小生小説講座『情報操作の基礎』

<例文>


『小生が小生二号を殺した』


 ひでー文章ですが、これだけでもある程度の状況は理解できると思います。

 ですが、ここに『様々な情報』が抜け落ちていることにすぐ気付くでしょう。


 つまり、上の文章は『真実』から小生が皆様方に見せたい『事実』だけを抜き取った『情報操作した後の文章』なのです。


 ここから上の『例文』には様々な情報を付け加える(戻す)ことができます。

 例えば、


『小生が小生二号を殺した。笑いながら』


 とか


『小生が小生二号を殺した。泣きながら』


 などなど。『小生が小生二号を殺した』という状況は同じですが、僅かな文章を足しただけで読者が懐く印象は大きく変わり、『断片的な事実』は『真なる事実』へとちょっとだけ近づきます。

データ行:
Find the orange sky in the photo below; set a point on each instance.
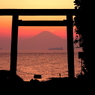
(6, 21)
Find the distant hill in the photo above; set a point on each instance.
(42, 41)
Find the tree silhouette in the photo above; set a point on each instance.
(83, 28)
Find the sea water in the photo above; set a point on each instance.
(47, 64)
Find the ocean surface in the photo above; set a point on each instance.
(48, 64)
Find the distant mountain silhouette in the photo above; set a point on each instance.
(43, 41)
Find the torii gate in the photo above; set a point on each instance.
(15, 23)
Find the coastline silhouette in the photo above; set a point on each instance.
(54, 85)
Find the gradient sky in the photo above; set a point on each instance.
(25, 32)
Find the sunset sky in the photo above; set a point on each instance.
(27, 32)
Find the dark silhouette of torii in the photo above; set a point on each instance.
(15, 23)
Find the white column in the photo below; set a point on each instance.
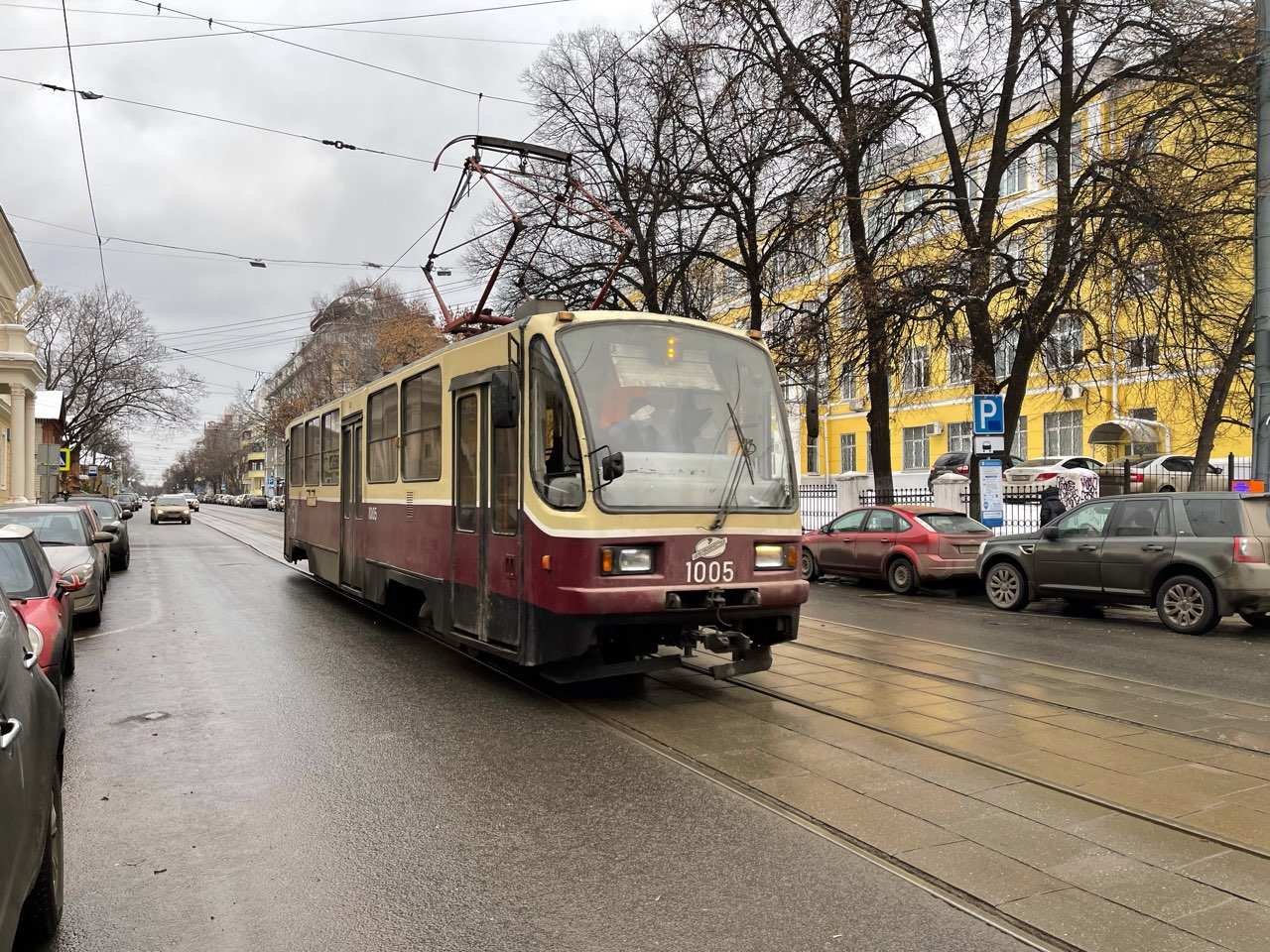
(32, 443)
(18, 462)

課題 1: 本文の「小生小説講座『情報操作の基礎』」から「操作した後の文章』なのです。」までのすべてを、一字一句変えずに書き写してください。
課題 2: データ行のうち「Find the white」を含む行から最後の行までのすべてを、「番号」と「行の内容」の2列からなるMarkdownの表として表してください。空行と画像は表に含めないでください。
本文とデータ行は互いに関係ありません。

出力全文 1:
小生小説講座『情報操作の基礎』

<例文>


『小生が小生二号を殺した』


 ひでー文章ですが、これだけでもある程度の状況は理解できると思います。

 ですが、ここに『様々な情報』が抜け落ちていることにすぐ気付くでしょう。


 つまり、上の文章は『真実』から小生が皆様方に見せたい『事実』だけを抜き取った『情報操作した後の文章』なのです。

出力全文 2:
| 番号 | 行の内容 |
|---|---|
| 1 | Find the white column in the photo below; set a point on each instance. |
| 2 | (32, 443) |
| 3 | (18, 462) |